WRITTEN TASK: Set out every row below as a Markdown table with two columns, No. and Entry. Number the rows in order, put each line in the Entry column beside its number, and leave out any blank lines.

DATASET:
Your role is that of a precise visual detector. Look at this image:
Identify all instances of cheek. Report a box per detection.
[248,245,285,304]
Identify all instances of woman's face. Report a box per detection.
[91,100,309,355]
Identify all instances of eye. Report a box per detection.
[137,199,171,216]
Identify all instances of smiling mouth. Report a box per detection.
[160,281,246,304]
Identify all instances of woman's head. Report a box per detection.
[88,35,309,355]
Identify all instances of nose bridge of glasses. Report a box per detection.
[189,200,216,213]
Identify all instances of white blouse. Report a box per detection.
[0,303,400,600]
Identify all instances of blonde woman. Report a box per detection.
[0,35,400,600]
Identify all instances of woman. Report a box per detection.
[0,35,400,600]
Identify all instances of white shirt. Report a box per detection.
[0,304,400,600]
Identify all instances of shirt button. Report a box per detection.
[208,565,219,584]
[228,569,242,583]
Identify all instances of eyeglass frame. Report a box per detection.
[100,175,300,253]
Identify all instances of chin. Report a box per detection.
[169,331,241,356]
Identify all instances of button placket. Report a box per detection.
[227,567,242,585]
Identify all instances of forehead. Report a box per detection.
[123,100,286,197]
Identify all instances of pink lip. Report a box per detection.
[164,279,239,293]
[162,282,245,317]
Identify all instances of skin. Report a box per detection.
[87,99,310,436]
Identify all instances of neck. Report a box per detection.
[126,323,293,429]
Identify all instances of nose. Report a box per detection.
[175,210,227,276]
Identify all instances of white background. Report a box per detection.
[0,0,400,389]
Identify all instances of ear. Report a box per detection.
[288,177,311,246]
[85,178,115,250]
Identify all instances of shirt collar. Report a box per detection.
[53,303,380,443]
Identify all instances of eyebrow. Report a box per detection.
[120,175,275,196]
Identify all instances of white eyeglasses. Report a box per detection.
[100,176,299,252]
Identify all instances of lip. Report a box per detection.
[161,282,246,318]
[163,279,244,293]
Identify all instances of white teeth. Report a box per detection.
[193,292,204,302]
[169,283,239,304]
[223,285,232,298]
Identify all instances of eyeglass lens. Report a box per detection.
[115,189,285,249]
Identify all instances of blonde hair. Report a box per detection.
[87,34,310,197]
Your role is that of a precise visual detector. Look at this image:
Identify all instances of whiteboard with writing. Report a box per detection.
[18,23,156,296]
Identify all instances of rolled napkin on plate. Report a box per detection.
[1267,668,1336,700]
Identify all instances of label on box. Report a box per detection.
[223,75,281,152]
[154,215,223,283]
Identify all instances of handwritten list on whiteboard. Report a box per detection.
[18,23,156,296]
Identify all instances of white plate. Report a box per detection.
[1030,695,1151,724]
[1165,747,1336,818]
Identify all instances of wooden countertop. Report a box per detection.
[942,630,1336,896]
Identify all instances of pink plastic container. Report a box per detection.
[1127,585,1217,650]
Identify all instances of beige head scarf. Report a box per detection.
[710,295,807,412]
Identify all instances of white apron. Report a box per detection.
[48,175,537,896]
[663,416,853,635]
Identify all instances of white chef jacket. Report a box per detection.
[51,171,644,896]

THE RESULT:
| No. | Entry |
|---|---|
| 1 | Your role is that of a precise visual detector. Look at this image: |
| 2 | Identify all instances of cheek. Report a box per detection. |
| 3 | [248,245,285,304] |
| 4 | Identify all instances of woman's face. Report a box per detection. |
| 5 | [91,100,309,355] |
| 6 | Identify all instances of eye. Report a box per detection. |
| 7 | [137,199,171,216] |
| 8 | Identify all instances of smiling mouth. Report a box per detection. |
| 9 | [160,281,246,304] |
| 10 | Identify all instances of woman's head. Report a box per detection. |
| 11 | [88,35,309,355] |
| 12 | Identify all instances of nose bridge of glasses. Report a box per detection. |
| 13 | [189,200,216,213] |
| 14 | Identify all instances of white blouse. Report a box per detection. |
| 15 | [0,303,400,600] |
| 16 | Identify all instances of blonde woman. Report a box per detection. |
| 17 | [0,35,400,600] |
| 18 | Identify all instances of woman. Report a box per detection. |
| 19 | [0,35,400,600] |
| 20 | Identify all instances of white shirt. Report a box per detection. |
| 21 | [0,304,400,600] |
| 22 | Identify all instances of shirt button. Report a box per detection. |
| 23 | [208,565,219,584] |
| 24 | [228,569,242,583] |
| 25 | Identify all instances of eyeglass frame. Report a box per detection. |
| 26 | [100,175,300,253] |
| 27 | Identify all instances of chin. Report a box per detection. |
| 28 | [169,331,241,356] |
| 29 | Identify all instances of button placket. Report a box per detection. |
| 30 | [227,567,242,585] |
| 31 | Identify all instances of forehead. Report a box per detection. |
| 32 | [123,100,286,197] |
| 33 | Identify all instances of pink lip. Report a box per detection. |
| 34 | [164,279,239,293] |
| 35 | [162,282,245,317] |
| 36 | Identify all instances of skin. Report a box per detection. |
| 37 | [87,99,310,436] |
| 38 | Identify all instances of neck. Report a box per detection. |
| 39 | [126,323,293,429] |
| 40 | Identify all instances of nose. Report a box per detection. |
| 41 | [175,210,227,276] |
| 42 | Identify all instances of white background. Report a box per detection. |
| 43 | [0,0,400,389] |
| 44 | Identify all instances of ear. Report a box per detection. |
| 45 | [288,177,311,246] |
| 46 | [85,178,115,250] |
| 47 | Identify all instances of shirt collar. Report a box per detection. |
| 48 | [53,303,380,443] |
| 49 | Identify all instances of eyebrow. Report a box per detection. |
| 50 | [120,175,275,196] |
| 51 | Identify all instances of white eyeglasses. Report a box per detection. |
| 52 | [100,176,299,252] |
| 53 | Identify all instances of lip. Report a box per detection. |
| 54 | [161,282,246,318] |
| 55 | [163,279,244,293] |
| 56 | Identify all instances of white teeth. Report a box per detection. |
| 57 | [193,292,204,302] |
| 58 | [169,283,239,304] |
| 59 | [223,285,232,298] |
| 60 | Identify all instances of eyeglass lens. Report a box per detection. |
| 61 | [115,189,285,249] |
| 62 | Identify all instances of blonde hair. Report a box per detection. |
| 63 | [87,34,310,197] |
| 64 | Your role is that of a precise visual detector. Look at this image: |
| 65 | Identify all instances of whiteboard with writing. Report a box per detection. |
| 66 | [18,23,156,296] |
| 67 | Identify all instances of rolled napkin on plate. Report a box per detection. |
| 68 | [1267,668,1336,700] |
| 69 | Identify all instances of label on box. Report a box per detection. |
| 70 | [223,75,281,152] |
| 71 | [154,215,223,283] |
| 72 | Identify all instances of handwritten list on whiteboard. Report a box per detection. |
| 73 | [18,23,156,296] |
| 74 | Identify all instances of white plate. Report a box per detection. |
| 75 | [1030,695,1151,724] |
| 76 | [1165,747,1336,818] |
| 77 | Identify all instances of wooden countertop. Report a box per detection. |
| 78 | [942,630,1336,896] |
| 79 | Identify all instances of pink plastic container. Report a box per detection. |
| 80 | [1127,585,1217,650] |
| 81 | Identify all instances of beige head scarf. Report a box per detection. |
| 82 | [710,295,807,412] |
| 83 | Identify all instances of white apron. Report a box per detection. |
| 84 | [48,175,537,896] |
| 85 | [663,416,853,635] |
| 86 | Identify all instances of white chef jacket. Report a box per detection. |
| 87 | [51,171,644,896] |